(Stored data)
= = = = = = =
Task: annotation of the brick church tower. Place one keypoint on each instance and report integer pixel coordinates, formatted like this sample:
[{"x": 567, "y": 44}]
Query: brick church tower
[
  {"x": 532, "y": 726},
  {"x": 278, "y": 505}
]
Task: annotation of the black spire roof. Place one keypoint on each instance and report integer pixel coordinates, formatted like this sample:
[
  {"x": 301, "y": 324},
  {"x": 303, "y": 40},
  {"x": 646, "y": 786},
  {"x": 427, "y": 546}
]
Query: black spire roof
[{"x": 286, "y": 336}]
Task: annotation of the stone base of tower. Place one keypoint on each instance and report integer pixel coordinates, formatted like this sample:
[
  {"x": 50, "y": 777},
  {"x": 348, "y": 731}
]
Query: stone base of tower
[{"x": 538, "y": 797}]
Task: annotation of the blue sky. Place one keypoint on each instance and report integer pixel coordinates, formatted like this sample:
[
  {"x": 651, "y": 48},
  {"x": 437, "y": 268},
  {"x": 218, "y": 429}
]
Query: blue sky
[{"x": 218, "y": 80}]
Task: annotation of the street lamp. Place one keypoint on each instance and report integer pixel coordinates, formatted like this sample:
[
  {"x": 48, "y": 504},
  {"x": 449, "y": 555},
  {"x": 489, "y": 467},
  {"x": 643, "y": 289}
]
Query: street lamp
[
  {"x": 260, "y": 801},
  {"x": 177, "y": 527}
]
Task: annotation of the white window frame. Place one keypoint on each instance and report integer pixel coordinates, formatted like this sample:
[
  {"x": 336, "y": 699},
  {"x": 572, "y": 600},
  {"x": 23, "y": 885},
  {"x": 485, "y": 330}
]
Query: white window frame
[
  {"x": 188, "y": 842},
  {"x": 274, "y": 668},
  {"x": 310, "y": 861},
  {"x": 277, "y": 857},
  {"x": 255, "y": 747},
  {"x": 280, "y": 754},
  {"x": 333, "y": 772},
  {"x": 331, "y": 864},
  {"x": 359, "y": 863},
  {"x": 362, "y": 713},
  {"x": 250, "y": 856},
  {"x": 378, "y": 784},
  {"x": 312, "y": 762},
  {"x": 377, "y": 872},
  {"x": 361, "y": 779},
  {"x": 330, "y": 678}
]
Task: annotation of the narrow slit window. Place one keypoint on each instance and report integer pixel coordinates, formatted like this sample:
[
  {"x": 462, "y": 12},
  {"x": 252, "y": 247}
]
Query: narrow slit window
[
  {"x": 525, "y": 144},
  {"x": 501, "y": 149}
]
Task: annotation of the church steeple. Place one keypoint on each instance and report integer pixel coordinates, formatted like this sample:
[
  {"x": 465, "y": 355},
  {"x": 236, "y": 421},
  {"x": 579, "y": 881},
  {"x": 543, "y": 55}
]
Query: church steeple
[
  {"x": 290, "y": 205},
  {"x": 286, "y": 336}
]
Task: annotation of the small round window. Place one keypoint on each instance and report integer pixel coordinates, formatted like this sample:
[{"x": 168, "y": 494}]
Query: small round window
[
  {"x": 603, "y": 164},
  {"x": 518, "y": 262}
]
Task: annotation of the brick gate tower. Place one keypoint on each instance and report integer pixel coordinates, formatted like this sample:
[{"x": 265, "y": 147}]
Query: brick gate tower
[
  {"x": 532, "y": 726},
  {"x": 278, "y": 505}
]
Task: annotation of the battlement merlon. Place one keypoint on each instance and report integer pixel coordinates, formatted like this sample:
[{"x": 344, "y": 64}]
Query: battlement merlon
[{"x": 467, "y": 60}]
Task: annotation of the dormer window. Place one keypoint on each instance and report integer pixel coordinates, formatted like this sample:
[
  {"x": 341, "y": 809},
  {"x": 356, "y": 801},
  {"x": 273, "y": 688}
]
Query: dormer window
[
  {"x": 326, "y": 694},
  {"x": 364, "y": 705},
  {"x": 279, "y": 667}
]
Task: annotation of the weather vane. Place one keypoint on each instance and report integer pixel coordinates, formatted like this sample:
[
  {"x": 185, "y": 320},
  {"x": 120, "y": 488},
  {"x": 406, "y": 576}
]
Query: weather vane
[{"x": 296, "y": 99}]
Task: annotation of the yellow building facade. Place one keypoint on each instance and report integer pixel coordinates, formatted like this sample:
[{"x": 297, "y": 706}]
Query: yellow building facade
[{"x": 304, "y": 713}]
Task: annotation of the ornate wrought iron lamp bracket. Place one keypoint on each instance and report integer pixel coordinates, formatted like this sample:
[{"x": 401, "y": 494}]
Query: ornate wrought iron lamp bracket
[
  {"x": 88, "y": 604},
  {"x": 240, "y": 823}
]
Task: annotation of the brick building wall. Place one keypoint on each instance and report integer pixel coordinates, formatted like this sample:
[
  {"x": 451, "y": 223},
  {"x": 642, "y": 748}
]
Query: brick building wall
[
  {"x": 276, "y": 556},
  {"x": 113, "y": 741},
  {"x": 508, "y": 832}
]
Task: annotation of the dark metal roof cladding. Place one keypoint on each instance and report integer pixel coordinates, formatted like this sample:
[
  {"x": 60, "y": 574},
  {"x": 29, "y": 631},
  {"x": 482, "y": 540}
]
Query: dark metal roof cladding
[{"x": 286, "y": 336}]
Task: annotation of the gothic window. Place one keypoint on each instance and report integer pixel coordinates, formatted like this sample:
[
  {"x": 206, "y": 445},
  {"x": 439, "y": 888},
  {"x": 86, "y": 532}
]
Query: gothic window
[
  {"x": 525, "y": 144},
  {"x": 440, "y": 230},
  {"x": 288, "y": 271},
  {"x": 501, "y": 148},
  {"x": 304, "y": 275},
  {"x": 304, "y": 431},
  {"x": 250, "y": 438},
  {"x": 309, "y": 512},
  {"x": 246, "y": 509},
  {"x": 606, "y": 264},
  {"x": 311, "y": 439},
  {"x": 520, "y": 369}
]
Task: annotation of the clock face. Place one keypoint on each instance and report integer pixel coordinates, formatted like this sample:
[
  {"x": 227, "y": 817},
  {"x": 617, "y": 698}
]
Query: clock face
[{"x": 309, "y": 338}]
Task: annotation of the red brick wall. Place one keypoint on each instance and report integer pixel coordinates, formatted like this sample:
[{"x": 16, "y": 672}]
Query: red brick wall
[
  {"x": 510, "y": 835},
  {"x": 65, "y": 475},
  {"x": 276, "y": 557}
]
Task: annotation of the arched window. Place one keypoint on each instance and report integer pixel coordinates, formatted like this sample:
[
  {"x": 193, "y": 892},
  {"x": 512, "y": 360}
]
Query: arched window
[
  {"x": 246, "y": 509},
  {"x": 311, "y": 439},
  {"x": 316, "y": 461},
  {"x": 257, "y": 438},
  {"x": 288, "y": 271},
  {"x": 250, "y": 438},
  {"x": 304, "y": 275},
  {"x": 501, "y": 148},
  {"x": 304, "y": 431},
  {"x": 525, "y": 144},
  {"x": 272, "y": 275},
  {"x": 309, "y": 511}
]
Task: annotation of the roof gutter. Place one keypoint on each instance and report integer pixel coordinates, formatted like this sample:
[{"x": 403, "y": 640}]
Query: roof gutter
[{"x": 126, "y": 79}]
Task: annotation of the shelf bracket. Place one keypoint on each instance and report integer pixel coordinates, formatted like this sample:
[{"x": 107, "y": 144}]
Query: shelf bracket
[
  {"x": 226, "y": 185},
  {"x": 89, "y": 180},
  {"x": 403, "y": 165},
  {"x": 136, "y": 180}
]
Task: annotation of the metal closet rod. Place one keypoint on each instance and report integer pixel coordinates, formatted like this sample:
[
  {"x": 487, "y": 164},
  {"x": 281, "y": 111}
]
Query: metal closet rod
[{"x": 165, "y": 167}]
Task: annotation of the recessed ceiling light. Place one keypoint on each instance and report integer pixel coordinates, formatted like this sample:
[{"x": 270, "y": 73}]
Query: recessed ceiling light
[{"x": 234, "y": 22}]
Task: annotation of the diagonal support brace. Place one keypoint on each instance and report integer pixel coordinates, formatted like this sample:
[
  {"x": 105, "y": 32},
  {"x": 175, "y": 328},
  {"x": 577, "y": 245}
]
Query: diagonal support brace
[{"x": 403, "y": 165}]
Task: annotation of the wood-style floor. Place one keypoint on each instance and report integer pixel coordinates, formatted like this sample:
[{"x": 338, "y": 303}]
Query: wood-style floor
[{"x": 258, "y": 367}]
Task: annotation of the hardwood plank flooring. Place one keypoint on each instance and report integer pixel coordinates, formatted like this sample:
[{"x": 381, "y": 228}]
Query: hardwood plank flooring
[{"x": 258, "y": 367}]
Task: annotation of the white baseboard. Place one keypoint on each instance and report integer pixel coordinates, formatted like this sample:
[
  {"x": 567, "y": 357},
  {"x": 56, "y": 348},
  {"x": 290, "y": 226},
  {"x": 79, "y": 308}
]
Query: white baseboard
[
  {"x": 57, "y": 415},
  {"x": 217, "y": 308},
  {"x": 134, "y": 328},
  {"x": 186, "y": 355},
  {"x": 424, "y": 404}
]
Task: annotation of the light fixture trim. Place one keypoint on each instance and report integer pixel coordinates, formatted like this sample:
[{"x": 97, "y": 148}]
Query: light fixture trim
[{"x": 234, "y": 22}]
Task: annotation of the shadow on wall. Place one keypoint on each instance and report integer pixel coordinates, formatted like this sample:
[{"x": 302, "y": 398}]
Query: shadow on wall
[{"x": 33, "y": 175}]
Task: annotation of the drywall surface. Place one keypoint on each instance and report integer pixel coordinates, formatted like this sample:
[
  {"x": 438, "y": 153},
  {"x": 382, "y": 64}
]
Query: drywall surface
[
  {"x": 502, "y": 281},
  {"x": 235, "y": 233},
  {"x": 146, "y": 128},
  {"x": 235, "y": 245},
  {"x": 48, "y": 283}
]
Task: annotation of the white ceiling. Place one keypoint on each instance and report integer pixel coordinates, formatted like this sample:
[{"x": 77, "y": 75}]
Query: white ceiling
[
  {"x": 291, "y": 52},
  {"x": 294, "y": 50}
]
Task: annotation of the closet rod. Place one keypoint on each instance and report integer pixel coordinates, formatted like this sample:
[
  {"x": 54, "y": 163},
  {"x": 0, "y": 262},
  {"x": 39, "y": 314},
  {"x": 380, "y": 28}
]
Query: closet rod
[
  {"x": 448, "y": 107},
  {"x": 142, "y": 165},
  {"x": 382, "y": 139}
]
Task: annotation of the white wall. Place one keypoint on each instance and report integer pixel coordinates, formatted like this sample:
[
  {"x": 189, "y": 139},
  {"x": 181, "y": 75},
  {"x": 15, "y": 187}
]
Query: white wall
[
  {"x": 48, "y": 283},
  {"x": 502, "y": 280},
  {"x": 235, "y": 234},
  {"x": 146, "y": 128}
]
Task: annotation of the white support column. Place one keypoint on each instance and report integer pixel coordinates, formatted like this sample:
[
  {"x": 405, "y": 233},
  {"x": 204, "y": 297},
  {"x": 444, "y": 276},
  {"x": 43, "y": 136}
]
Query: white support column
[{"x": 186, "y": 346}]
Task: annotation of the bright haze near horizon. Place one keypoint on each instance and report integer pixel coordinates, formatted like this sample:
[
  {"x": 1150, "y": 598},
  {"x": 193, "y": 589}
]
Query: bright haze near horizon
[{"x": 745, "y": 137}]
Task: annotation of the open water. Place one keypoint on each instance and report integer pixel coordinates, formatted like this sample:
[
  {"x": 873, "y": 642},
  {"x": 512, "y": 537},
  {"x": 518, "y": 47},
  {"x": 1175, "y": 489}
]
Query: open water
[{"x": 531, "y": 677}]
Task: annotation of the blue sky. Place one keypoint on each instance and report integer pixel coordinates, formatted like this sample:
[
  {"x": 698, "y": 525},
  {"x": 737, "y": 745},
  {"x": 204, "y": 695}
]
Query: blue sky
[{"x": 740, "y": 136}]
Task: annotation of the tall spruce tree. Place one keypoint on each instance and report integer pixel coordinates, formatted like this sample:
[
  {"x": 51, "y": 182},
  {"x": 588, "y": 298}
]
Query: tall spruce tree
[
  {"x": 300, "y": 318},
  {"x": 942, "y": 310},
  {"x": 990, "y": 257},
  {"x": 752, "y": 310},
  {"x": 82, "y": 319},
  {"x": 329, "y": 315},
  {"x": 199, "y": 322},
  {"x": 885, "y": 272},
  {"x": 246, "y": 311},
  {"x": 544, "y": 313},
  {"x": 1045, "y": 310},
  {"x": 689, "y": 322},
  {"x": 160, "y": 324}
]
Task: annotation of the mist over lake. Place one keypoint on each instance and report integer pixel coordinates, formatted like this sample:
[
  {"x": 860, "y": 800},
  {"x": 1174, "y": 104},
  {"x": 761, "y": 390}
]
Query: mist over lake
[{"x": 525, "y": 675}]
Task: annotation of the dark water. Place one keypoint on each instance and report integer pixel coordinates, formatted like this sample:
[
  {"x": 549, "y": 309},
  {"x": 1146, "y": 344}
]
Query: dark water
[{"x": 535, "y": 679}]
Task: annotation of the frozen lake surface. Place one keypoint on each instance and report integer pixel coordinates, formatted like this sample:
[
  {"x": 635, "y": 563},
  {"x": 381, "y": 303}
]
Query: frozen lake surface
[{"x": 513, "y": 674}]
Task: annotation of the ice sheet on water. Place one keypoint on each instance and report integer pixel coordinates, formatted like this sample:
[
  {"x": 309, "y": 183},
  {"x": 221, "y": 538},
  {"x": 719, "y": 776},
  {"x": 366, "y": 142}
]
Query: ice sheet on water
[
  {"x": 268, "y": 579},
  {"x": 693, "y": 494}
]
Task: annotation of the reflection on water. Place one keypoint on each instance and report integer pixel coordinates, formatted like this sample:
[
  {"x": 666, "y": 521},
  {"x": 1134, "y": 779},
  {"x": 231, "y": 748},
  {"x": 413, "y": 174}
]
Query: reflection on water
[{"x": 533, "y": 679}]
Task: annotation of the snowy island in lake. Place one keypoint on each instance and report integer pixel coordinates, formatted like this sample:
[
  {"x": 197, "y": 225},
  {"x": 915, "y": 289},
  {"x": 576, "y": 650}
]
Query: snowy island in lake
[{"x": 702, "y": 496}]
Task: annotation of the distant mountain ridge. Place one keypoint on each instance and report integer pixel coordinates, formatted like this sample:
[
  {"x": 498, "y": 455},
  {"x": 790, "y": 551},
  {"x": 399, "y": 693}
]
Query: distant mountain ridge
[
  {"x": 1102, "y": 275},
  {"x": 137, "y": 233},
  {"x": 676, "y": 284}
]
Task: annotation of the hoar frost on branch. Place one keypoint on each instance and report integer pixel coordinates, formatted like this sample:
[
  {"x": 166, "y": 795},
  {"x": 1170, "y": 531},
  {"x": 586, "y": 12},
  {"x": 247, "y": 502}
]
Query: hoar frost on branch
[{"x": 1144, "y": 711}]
= = = = = = =
Each line, starting with the one containing "Query: mist over lake" and ending with the last line of the records above, should be reproduced exactly.

• _Reply_
Query: mist over lake
[{"x": 525, "y": 675}]
Task: annotation of the dark water. Place one keypoint on each instance and report integer pixel coordinates, formatted like this sample:
[
  {"x": 549, "y": 309},
  {"x": 1146, "y": 344}
]
Query: dark water
[{"x": 535, "y": 679}]
Task: annotation of the frozen lake surface. Place one keypoint on each instance and report integer pixel coordinates, formatted like this sample:
[
  {"x": 635, "y": 563},
  {"x": 381, "y": 303}
]
Query: frozen lake surface
[{"x": 513, "y": 674}]
Task: annotation of the ice sheet on water. Place one keypoint on each instance and report integer pixel coordinates, formatted like this sample:
[
  {"x": 309, "y": 183},
  {"x": 221, "y": 538},
  {"x": 719, "y": 776},
  {"x": 366, "y": 142}
]
Query: ice sheet on water
[
  {"x": 268, "y": 579},
  {"x": 693, "y": 494}
]
Task: annotation of the reflection on water. Place one keypoint on each instance and report integer pixel coordinates, formatted like this sample:
[
  {"x": 666, "y": 521},
  {"x": 1134, "y": 779},
  {"x": 231, "y": 748},
  {"x": 413, "y": 174}
]
Query: reflection on water
[{"x": 533, "y": 679}]
Task: annotation of the snowy island in lake. Place one keypoint on each instance and report integer pixel coordinates, formatted like this sample:
[
  {"x": 197, "y": 225},
  {"x": 915, "y": 289},
  {"x": 576, "y": 650}
]
Query: snowy island in lake
[{"x": 702, "y": 496}]
Task: annotation of the distant mountain ridge. Place one keypoint on each instance and report integer pixel coordinates, formatted like this sample:
[
  {"x": 498, "y": 455},
  {"x": 790, "y": 551},
  {"x": 399, "y": 693}
]
Query: distant mountain ridge
[
  {"x": 1102, "y": 275},
  {"x": 137, "y": 233},
  {"x": 676, "y": 284}
]
Task: annotation of the hoar frost on branch. Place one keypoint on each instance and report integer pixel coordinates, formatted like this sample:
[
  {"x": 166, "y": 795},
  {"x": 1170, "y": 531},
  {"x": 586, "y": 12},
  {"x": 247, "y": 502}
]
Query: hoar frost on branch
[{"x": 1144, "y": 711}]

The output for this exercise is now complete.